Oswald Peraza hit a two-run single in the ninth inning to help the Los Angeles Angels snap a three-game losing skid by beating the Houston Astros 4-1 on Saturday night.

Peraza entered the game as a defensive replacement in the seventh inning and hit a bases-loaded fly ball to deep right field that eluded the outstretched glove of Cam Smith. It was the fourth straight hit off Astros closer Bryan Abreu (3-4), who had not allowed a run in his previous 12 appearances.

The Angels third run of the ninth inning scored when Mike Trout walked with the bases loaded.

Kyle Hendricks allowed one run while scattering seven hits over six innings. He held the Astros to 1 for 8 with runners in scoring position, the one hit coming on Jesús Sánchez’s third-inning infield single that scored Jeremy Peña.

**STORED ROWS**
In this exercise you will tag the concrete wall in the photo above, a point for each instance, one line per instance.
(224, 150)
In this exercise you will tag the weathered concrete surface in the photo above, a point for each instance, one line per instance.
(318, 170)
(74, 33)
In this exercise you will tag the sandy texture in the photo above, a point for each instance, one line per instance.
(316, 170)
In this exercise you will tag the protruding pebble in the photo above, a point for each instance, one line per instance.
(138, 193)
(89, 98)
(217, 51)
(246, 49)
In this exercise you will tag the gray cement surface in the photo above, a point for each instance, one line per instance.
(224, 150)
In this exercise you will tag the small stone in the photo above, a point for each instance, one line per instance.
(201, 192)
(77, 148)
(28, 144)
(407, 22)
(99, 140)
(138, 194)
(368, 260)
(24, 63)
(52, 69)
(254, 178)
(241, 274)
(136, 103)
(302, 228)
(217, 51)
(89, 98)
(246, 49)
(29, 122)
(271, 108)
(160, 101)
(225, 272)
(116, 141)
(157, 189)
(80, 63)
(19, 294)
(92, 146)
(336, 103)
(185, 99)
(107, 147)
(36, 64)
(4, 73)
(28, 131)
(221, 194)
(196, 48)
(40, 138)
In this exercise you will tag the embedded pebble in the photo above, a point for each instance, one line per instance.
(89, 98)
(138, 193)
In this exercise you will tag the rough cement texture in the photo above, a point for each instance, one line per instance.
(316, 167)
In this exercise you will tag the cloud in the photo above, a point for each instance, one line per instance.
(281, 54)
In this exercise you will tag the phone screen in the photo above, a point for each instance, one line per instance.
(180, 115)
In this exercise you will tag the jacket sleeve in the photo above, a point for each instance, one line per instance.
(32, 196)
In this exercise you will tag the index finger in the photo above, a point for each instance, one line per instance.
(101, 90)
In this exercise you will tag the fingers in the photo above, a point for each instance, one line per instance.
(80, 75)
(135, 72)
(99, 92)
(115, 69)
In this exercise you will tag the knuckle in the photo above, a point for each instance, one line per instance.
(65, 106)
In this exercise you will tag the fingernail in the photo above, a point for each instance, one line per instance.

**WHAT THIS EXERCISE ASKS**
a - Answer these questions from the Angels–Astros game recap:
(i) In which inning did Peraza enter the game, and in what role?
(ii) How did the Angels score their third run of the ninth inning?
(iii) Which player scored on Sánchez's third-inning infield single?
b - Write the next paragraph of the Angels–Astros game recap, picking up after its final sentence.

**ANSWER SET**
a -
(i) The seventh inning, as a defensive replacement.
(ii) Mike Trout walked with the bases loaded.
(iii) Jeremy Peña.

b -
Reid Detmers worked around a leadoff walk to keep the Astros scoreless in the seventh, and José Fermin (3-2) retired the side in order in the eighth before Kenley Jansen worked a scoreless ninth to earn his 24th save.

Houston’s Spencer Arrighetti struck out a season-high eight batters over 6 1/3 innings. The only hit he allowed was Zach Neto’s third-inning solo home run.

Yordan Alvarez had two hits for the Astros, who remained three games ahead of Seattle for first place in the AL West.

Key moment

Peraza’s two-run single to deep right field that broke a 1-1 tie in the ninth.

Key Stat

Opponents were 5 for 44 against Abreu in August before he allowed four straight hits in the ninth.

Up next

Astros RHP Hunter Brown (10-6, 2.37 ERA) faces RHP José Soriano (9-9, 3.85) when the series continues Sunday.